• **EXERCISE AIM**:
Omitting all pictures, retype the entries below exactly as given.

(Data extracted from a collection)
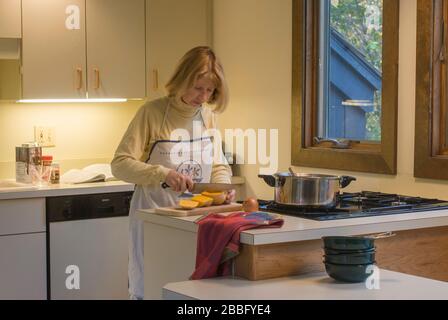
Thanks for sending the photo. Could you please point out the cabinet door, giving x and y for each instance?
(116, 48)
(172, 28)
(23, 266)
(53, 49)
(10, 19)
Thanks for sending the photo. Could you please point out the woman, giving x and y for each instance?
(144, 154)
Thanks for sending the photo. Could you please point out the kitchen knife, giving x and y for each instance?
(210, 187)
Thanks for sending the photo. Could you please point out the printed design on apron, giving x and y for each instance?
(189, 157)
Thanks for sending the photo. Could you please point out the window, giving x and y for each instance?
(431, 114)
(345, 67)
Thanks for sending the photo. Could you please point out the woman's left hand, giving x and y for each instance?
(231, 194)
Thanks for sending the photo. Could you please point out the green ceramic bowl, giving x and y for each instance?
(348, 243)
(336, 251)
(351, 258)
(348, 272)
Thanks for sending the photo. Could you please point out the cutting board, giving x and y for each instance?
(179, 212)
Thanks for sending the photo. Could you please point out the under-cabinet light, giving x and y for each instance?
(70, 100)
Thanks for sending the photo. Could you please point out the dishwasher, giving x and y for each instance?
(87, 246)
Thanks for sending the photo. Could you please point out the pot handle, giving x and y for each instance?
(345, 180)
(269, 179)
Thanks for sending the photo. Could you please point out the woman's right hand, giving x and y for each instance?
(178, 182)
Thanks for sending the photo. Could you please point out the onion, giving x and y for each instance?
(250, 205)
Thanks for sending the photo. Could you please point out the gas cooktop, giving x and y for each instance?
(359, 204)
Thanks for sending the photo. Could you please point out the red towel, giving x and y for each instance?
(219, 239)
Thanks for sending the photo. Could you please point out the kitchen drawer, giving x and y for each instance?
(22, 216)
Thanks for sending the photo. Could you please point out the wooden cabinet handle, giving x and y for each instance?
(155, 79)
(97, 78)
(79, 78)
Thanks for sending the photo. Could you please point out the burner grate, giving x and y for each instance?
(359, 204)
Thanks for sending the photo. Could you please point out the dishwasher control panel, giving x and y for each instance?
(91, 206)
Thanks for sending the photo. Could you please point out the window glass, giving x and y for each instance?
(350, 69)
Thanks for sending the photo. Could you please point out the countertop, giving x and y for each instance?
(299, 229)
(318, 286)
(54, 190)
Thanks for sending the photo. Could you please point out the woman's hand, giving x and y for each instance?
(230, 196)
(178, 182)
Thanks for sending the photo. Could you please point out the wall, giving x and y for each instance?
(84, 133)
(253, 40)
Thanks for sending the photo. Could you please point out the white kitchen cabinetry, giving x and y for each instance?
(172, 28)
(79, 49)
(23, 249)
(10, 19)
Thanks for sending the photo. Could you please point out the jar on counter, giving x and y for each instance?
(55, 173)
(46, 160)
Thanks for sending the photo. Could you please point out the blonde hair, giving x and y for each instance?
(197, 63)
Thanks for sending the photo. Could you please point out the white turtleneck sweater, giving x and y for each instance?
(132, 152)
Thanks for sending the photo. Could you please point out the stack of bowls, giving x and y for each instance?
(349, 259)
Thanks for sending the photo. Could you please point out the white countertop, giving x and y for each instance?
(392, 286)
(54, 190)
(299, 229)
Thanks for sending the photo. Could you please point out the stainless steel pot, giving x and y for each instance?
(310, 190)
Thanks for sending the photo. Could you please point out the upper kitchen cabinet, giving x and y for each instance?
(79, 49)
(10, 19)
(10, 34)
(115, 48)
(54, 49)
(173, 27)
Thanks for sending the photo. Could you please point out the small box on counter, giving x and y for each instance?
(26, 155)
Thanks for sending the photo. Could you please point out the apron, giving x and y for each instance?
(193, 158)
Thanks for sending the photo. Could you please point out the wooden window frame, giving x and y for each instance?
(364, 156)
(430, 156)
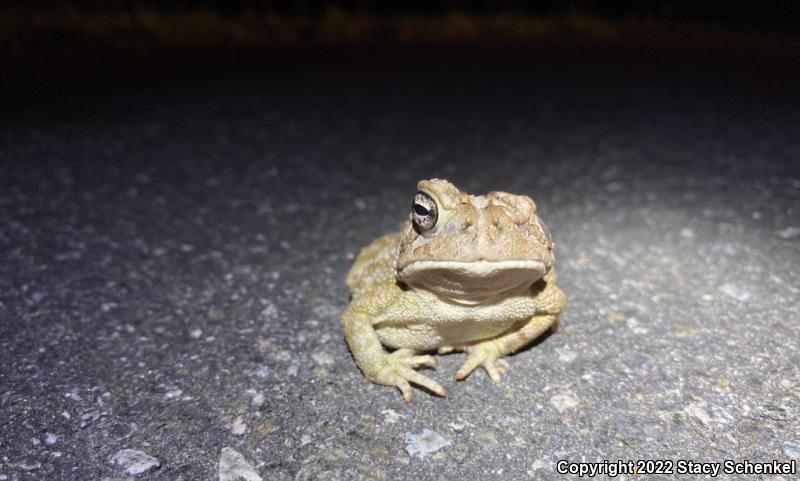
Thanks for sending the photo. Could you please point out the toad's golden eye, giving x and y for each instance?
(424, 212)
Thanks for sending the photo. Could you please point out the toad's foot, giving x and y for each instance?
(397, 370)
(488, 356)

• **RESPONSE AREA**:
Thanks for sending the photo. Could you please point out the cabinet door, giving x and y for each instance?
(116, 48)
(172, 28)
(23, 266)
(53, 49)
(10, 19)
Thanks for sending the photo. Could you please point out the woman, giving x and y for each instance?
(144, 154)
Thanks for sending the photo. Could you please point out the kitchen knife, giving x and y for each instance?
(210, 187)
Thanks for sending the photo. Could you please point out the printed design on apron, giving x and y for each instance?
(189, 157)
Thanks for sending the photo. Could you please point out the window, giving x and y for each instance?
(431, 114)
(345, 67)
Thanks for sending the photo. Could you please point out the woman's left hand, giving x and y for each instance?
(231, 194)
Thanks for sending the photo. Could you please point out the green ceramic bowl, giving x and y for each instance?
(348, 243)
(336, 251)
(351, 258)
(348, 272)
Thanks for sending the photo. Could you please point out the cutting board, giving x and y for each instance?
(179, 212)
Thanks for sending the photo. Could you please point out the under-cabinet light, giving x and y for each instance?
(70, 100)
Thanks for sending the photo. Could you please point out the dishwasher, giving x and y for each instance?
(87, 246)
Thanks for sending the photo. Could you please point out the pot handle, giving x and y for each instance?
(345, 180)
(269, 179)
Thanks for sending the photo. Could you please point out the woman's right hand, giving x and y for each instance?
(178, 182)
Thanks for sending the photo. Could you please point out the onion, giving x and y for each instance?
(250, 205)
Thanks for sending the photo. Could you please point out the gas cooktop, giving x and y for each instance?
(359, 204)
Thanks for sending the photo. Could you please point out the red towel, giving x and y for each instance?
(219, 239)
Thanks for sending the photo. Could you please point out the kitchen drawer, giving x and y for each instance?
(22, 216)
Thanks for sending the photo. Could you please point out the wooden cabinet handle, giving x and y for each instance?
(155, 79)
(97, 78)
(79, 78)
Thanks for sending the photo. Could you please point out the burner grate, giving x and y for each instance?
(359, 204)
Thanks for sending the photo. Could you please point out the dishwasher control panel, giving x and y for each instance?
(91, 206)
Thanks for sending the photo. Could you please point out the window glass, giving x and y for each instance?
(350, 69)
Thanks for sending the photo. Could you please point out the countertop, giving x and y for each instance?
(299, 229)
(318, 286)
(54, 190)
Thanks for sending the photo. Could you please point out the woman's hand, giving x and y for each instance?
(230, 196)
(178, 182)
Thanks for sending the photo. Could you please point out the wall, giving x and y for each instance?
(84, 133)
(253, 40)
Thanks for sending the photo. Could you please point out the white kitchen cabinetry, giving x and y for each instance?
(172, 28)
(79, 49)
(23, 249)
(10, 19)
Thanks for sending the photo. Could you please point out the jar on counter, giving x and y for each instance?
(55, 173)
(46, 160)
Thanks for sending the photo. Could you please point out the blonde hair, giving x and y for each instance?
(197, 63)
Thanks for sending the photo. Could you please point out the white turtleneck sweater, giving x and y for each instance?
(132, 152)
Thanks for sending the photo. Could you please point out the stack of bowls, giving x and y for each instance?
(349, 259)
Thanks for sending the photo. Could you please point out the white countertop, giving x and y for each instance?
(392, 286)
(54, 190)
(299, 229)
Thanks for sending the photo. Could you please point out the stainless steel pot, giving x and y for each instance?
(310, 190)
Thanks for sending the photo. Could you please point out the upper kitchen cabinet, giving x and y for each instance?
(79, 49)
(10, 19)
(10, 34)
(115, 48)
(54, 49)
(173, 27)
Thanks for sending the photo. Could you please point out the small box on counter, giving x and y for each instance?
(26, 155)
Thanks for sending the photo. Could you please point out the apron, giving x and y for each instance?
(193, 158)
Thanks for sending the photo. Could you please point out the wooden window frame, giving x and y for each instance?
(364, 156)
(430, 156)
Thanks for sending the photo. Could you please point out the toad's golden eye, giving x and y for each instance?
(424, 212)
Thanks for sending the photo. Could you please point out the toad's foot, giving x and y for each instance?
(397, 370)
(488, 356)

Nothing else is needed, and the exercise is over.